- **Set exercise**: Please render the records below as a Markdown table with columns No. and Line, one row per line, leaving out blank lines.

· · · ·

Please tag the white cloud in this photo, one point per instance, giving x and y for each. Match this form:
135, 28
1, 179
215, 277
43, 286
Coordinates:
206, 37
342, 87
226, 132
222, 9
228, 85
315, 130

· · · ·

- **Reply**:
| No. | Line |
|---|---|
| 1 | Please tag the white cloud in this photo, one point per instance, giving x and y for each. Match this form: |
| 2 | 135, 28 |
| 3 | 1, 179 |
| 4 | 215, 277 |
| 5 | 43, 286 |
| 6 | Coordinates: |
| 7 | 206, 37 |
| 8 | 342, 87 |
| 9 | 226, 132 |
| 10 | 222, 9 |
| 11 | 228, 85 |
| 12 | 315, 130 |